_The exercise_. Render every line of the material below as a JSON list of strings, one string per line, leaving out any blank lines.

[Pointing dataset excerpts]
——

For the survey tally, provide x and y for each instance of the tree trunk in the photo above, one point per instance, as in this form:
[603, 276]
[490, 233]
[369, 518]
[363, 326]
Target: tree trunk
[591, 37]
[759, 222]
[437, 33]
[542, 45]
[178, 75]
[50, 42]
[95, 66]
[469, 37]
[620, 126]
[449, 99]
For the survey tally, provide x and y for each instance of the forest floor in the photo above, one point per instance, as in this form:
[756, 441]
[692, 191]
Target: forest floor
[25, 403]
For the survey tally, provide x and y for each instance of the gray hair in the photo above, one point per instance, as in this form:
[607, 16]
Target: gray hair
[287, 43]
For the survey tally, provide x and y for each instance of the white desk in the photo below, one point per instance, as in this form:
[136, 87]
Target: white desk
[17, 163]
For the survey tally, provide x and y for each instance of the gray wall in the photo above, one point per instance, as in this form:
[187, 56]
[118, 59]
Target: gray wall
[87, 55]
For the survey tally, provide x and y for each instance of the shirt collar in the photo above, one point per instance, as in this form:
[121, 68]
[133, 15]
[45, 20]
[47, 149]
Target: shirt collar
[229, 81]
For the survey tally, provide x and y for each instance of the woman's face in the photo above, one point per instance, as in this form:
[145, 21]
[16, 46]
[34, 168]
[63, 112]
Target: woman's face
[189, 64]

——

_Result below_.
[
  "For the survey tally, provide x and y for each instance of the tree trunk in the photo above, one point per instance, as in this form:",
  "[603, 276]",
  "[490, 233]",
  "[369, 518]",
  "[363, 326]",
  "Target: tree trunk",
  "[591, 37]",
  "[759, 222]",
  "[437, 33]",
  "[542, 45]",
  "[178, 75]",
  "[50, 42]",
  "[95, 66]",
  "[469, 37]",
  "[620, 126]",
  "[449, 99]",
  "For the survey tally, provide x and y for each instance of the forest floor in the photo above, one point per instance, as in this form:",
  "[756, 441]",
  "[692, 191]",
  "Target: forest floor",
  "[25, 403]",
  "For the survey tally, provide x and y for each instance of the gray hair in the photo above, one point per instance, as in this form:",
  "[607, 16]",
  "Target: gray hair",
  "[287, 43]",
  "For the survey tally, provide x and y for each instance of the white desk in the photo below, one point per instance, as in this form:",
  "[136, 87]",
  "Target: white desk",
  "[17, 163]",
  "For the survey tally, provide x and y for each instance of the gray wall in the photo above, one point per instance, as in this form:",
  "[187, 56]",
  "[118, 59]",
  "Target: gray wall",
  "[87, 55]",
  "For the survey tally, provide x and y for each instance of the shirt collar in the photo above, one point per instance, as in this form:",
  "[121, 68]",
  "[133, 15]",
  "[45, 20]",
  "[47, 149]",
  "Target: shirt collar",
  "[229, 81]",
  "For the survey tally, provide x and y for each instance of the woman's face in the photo above, one point per instance, as in this form:",
  "[145, 21]",
  "[16, 46]",
  "[34, 168]",
  "[63, 112]",
  "Target: woman's face",
  "[189, 64]"
]